What is being asked: Report every line below that contains the word "small" by copying each such line in full. Case counts.

:: Entries supplied ::

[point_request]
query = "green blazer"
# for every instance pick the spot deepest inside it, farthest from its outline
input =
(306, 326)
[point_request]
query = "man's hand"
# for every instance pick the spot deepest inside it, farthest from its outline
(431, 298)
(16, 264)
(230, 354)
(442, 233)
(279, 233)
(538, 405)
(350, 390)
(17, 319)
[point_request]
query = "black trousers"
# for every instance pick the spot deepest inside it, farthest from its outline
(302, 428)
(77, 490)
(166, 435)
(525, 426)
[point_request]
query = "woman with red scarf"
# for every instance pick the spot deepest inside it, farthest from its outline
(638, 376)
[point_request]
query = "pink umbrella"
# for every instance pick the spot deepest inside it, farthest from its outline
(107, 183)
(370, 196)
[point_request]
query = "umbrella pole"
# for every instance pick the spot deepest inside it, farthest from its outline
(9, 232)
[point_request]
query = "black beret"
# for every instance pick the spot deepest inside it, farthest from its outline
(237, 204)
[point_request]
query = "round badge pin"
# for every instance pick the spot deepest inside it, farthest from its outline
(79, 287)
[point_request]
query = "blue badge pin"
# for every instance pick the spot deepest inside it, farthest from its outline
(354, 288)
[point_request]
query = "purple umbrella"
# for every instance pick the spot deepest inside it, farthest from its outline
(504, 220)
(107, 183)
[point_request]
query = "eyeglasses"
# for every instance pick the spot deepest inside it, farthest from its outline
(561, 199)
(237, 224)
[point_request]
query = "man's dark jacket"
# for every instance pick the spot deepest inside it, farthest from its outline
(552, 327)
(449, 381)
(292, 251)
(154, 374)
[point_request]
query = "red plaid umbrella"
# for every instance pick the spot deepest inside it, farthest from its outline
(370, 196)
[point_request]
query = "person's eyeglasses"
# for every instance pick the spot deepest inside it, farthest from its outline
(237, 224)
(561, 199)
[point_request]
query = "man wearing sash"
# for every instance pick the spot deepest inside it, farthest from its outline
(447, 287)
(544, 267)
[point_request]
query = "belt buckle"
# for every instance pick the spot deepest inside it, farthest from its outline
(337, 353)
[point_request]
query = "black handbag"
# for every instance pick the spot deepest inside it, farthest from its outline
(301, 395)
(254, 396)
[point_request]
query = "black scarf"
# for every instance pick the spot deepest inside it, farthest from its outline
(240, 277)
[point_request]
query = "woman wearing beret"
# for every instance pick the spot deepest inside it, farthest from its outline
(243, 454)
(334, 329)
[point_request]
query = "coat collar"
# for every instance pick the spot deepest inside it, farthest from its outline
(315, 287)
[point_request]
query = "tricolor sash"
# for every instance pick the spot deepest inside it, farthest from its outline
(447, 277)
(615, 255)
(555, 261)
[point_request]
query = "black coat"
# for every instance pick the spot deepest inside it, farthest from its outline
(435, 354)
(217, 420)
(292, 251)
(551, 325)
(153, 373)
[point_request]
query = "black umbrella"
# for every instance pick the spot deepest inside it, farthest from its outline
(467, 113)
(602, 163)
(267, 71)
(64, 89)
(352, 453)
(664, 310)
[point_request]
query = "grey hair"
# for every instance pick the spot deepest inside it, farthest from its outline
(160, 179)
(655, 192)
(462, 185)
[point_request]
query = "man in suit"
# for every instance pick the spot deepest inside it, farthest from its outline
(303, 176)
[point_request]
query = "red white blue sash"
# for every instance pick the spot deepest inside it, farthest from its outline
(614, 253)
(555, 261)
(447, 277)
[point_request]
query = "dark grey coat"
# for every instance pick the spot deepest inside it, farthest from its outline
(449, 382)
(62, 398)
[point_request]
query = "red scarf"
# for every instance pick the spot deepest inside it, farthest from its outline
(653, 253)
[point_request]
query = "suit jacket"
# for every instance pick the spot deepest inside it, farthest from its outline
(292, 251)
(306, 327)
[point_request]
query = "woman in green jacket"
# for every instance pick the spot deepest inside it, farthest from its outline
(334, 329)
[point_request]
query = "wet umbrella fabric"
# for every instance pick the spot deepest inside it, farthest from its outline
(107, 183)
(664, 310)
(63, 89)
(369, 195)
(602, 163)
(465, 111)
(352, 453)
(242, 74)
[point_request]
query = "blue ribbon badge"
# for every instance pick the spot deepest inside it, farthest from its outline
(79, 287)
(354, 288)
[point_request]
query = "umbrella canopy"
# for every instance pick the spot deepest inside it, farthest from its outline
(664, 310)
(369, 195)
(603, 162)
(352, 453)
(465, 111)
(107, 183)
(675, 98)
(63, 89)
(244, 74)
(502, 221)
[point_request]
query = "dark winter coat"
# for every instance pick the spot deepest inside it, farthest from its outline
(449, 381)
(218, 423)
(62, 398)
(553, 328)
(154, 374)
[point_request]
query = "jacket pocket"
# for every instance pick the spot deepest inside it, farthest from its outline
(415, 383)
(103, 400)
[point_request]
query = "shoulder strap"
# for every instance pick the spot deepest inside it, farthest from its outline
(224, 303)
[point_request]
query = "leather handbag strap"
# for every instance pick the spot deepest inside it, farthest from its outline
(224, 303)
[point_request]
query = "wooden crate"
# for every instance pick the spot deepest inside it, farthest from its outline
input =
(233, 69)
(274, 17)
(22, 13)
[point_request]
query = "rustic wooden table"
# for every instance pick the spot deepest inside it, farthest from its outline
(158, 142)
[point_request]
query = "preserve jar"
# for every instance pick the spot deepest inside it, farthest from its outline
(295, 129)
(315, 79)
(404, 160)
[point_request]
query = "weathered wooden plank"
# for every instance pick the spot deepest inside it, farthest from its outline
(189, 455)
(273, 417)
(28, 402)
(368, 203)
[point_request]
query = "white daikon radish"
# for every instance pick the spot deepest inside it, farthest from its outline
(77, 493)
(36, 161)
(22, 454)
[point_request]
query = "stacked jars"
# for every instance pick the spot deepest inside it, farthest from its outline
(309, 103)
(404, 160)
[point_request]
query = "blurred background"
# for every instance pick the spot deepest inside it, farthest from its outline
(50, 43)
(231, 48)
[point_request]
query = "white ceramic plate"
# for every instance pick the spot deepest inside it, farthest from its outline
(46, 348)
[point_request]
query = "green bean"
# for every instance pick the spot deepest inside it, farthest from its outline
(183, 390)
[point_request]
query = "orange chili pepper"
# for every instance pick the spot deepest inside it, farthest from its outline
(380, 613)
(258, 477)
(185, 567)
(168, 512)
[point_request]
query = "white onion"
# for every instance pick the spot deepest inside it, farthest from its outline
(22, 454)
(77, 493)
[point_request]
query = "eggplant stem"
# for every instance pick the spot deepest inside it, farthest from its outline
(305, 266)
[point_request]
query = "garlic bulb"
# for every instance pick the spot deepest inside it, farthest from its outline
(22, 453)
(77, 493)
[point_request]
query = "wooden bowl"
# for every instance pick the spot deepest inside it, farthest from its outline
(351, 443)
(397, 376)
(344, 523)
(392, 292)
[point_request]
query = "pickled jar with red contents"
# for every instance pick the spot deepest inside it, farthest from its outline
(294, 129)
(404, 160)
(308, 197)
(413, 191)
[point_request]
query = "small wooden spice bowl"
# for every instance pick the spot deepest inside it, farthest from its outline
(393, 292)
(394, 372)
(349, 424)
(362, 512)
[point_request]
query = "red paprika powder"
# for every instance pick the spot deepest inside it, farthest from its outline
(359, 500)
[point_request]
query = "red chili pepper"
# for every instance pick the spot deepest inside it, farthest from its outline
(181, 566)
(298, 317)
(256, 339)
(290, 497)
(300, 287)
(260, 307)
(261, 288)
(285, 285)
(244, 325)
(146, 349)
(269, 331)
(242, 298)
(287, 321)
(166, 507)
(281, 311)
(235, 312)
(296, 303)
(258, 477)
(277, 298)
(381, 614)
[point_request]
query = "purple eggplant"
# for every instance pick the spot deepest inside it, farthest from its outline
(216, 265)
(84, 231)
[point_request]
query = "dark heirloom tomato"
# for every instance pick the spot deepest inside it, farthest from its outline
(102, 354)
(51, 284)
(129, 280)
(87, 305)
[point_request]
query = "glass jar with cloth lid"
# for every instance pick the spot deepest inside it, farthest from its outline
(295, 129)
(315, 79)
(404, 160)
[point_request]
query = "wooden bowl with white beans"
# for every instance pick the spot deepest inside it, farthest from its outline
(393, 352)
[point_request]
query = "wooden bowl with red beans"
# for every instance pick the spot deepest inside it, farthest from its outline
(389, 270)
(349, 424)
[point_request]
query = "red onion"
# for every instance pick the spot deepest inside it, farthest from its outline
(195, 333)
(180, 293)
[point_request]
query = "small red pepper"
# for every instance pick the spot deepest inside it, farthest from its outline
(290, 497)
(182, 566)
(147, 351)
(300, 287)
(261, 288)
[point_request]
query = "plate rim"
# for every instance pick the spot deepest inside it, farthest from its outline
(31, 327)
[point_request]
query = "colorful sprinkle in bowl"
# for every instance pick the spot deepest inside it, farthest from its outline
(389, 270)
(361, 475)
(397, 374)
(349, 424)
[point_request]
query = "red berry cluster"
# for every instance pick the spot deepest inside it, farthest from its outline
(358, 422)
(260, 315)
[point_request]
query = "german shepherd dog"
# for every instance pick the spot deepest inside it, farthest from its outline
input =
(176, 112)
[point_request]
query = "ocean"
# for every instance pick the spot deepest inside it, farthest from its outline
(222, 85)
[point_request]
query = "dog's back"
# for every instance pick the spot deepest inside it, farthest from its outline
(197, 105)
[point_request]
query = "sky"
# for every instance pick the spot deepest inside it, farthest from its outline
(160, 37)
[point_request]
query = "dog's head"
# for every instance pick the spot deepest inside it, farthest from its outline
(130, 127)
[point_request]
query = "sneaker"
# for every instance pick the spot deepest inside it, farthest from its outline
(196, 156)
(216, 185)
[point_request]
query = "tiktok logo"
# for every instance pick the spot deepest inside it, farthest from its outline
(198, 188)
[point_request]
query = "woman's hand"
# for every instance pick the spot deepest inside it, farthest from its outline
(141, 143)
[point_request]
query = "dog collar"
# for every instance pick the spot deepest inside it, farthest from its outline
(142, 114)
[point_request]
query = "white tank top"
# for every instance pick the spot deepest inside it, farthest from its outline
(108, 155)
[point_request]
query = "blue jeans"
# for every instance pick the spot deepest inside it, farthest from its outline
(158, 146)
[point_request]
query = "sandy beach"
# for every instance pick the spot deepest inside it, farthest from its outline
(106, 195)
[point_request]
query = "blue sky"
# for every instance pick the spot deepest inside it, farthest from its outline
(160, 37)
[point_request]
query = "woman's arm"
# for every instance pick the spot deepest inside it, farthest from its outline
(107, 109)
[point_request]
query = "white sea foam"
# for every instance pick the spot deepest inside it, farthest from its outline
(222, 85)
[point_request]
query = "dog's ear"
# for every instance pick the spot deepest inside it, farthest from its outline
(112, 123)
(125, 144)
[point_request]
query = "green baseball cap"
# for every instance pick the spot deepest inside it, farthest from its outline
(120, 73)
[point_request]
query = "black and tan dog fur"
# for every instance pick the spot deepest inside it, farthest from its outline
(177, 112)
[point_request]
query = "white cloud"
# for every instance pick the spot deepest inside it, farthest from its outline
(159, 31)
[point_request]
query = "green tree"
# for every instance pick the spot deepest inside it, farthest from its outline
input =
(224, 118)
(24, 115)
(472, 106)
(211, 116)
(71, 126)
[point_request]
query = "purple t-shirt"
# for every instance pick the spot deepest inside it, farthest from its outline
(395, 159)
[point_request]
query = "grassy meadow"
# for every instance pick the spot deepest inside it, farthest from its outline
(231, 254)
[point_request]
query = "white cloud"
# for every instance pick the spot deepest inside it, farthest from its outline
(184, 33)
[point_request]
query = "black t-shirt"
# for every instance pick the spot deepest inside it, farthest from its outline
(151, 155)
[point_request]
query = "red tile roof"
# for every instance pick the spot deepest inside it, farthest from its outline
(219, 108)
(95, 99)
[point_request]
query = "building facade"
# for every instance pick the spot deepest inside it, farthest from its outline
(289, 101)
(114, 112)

:::

The result:
query = "small wooden spice bowl"
query = "small red pepper"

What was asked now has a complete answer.